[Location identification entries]

= = = =

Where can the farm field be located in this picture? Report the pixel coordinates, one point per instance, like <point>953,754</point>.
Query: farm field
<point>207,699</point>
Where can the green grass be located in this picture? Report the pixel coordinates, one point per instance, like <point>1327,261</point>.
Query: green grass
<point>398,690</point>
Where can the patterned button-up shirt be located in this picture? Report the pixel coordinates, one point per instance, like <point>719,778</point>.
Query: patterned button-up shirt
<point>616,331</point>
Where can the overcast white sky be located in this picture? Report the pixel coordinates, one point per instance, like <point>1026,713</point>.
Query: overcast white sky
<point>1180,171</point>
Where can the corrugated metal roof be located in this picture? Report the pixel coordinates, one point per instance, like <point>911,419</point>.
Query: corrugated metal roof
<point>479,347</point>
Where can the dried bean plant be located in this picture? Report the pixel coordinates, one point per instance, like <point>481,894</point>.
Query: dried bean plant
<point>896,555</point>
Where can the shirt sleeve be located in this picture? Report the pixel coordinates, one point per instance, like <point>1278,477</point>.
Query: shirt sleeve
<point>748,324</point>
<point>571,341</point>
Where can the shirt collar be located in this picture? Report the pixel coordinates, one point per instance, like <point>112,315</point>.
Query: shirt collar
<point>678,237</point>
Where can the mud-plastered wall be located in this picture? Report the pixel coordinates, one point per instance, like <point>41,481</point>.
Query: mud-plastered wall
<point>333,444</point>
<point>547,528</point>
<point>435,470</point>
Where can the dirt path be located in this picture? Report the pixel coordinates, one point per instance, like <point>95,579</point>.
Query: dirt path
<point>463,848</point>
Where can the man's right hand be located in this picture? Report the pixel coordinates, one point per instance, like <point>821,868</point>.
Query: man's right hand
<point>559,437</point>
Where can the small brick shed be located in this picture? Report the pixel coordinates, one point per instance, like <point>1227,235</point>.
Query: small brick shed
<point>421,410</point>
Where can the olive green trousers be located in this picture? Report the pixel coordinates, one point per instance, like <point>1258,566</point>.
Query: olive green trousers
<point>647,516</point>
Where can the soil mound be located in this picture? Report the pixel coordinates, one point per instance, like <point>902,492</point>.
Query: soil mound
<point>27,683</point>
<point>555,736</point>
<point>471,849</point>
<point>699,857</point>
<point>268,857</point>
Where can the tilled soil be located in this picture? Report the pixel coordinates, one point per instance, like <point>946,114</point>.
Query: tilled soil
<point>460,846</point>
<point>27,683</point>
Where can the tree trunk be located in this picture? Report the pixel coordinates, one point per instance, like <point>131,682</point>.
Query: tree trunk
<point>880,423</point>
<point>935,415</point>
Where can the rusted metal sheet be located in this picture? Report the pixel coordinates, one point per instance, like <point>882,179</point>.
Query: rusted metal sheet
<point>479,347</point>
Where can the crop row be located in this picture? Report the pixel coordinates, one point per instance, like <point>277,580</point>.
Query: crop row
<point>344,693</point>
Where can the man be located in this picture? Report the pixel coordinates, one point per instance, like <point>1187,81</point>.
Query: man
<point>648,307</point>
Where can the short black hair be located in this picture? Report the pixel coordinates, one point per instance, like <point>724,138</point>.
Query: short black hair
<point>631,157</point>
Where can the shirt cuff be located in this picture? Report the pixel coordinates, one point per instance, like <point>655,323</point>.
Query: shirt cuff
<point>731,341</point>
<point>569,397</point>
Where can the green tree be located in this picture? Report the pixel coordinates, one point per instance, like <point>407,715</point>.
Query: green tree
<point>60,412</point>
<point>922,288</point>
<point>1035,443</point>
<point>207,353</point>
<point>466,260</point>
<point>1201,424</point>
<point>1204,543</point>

= = = =

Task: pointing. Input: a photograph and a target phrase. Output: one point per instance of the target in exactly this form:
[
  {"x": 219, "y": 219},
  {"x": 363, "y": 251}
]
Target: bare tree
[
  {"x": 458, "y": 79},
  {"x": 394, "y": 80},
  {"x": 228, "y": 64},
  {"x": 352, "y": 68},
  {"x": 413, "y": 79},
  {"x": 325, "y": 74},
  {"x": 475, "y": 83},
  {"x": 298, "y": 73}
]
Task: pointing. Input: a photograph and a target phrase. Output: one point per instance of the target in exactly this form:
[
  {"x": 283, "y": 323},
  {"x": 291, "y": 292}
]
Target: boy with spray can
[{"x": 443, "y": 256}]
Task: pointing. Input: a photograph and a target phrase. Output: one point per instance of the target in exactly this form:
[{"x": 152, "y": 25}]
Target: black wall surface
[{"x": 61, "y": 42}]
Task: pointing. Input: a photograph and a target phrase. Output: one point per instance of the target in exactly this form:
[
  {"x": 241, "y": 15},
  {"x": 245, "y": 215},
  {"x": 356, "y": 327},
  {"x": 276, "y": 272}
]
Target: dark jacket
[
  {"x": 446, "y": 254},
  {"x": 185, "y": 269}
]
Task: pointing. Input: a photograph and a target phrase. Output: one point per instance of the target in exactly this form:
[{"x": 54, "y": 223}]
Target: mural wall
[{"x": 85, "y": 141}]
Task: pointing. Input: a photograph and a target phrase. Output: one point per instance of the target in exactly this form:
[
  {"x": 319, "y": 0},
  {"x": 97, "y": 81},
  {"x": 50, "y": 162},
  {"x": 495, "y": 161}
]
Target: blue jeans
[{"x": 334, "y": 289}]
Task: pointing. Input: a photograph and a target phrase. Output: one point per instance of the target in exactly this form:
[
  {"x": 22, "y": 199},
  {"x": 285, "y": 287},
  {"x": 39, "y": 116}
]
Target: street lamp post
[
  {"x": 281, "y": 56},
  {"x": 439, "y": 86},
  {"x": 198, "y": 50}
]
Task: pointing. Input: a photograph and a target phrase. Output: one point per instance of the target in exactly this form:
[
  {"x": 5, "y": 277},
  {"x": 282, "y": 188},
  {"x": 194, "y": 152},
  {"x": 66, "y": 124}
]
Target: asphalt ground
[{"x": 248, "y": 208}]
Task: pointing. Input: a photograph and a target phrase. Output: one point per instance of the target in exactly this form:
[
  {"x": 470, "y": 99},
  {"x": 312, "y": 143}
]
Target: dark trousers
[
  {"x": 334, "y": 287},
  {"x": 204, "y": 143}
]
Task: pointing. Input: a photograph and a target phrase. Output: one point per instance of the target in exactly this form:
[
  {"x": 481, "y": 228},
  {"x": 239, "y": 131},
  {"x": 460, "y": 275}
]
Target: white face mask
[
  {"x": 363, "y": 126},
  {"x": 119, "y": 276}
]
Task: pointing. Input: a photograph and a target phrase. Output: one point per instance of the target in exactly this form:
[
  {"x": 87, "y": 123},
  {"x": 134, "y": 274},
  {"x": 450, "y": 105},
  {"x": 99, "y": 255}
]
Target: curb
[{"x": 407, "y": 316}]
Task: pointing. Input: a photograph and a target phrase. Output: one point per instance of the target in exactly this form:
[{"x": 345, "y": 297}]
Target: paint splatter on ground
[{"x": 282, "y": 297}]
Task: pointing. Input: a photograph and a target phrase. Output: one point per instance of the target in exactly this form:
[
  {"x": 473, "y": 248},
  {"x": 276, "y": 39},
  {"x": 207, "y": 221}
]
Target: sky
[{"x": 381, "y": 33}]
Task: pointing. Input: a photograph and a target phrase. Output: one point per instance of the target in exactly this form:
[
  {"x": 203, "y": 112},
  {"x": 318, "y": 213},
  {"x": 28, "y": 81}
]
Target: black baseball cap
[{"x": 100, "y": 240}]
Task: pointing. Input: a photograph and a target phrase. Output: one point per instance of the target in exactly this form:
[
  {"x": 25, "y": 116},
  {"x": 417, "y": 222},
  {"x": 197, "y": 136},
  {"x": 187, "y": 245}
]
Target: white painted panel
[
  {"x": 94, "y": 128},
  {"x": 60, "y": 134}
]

= = = =

● **REQUIREMENT**: Lay out the lines of the entries as a numbered list, leaving out any blank lines, beginning at the line that has "Where can the crop" and stopping after the line that has "<point>648,307</point>".

● **WRITTEN ANSWER**:
1. Where can the crop row be located in this picture? Report the pixel coordinates, one point per instance, like <point>277,580</point>.
2. Query: crop row
3. <point>344,693</point>
4. Where can the man be located in this picture? Report the pixel coordinates, one point per instance, like <point>1187,81</point>.
5. Query: man
6. <point>648,307</point>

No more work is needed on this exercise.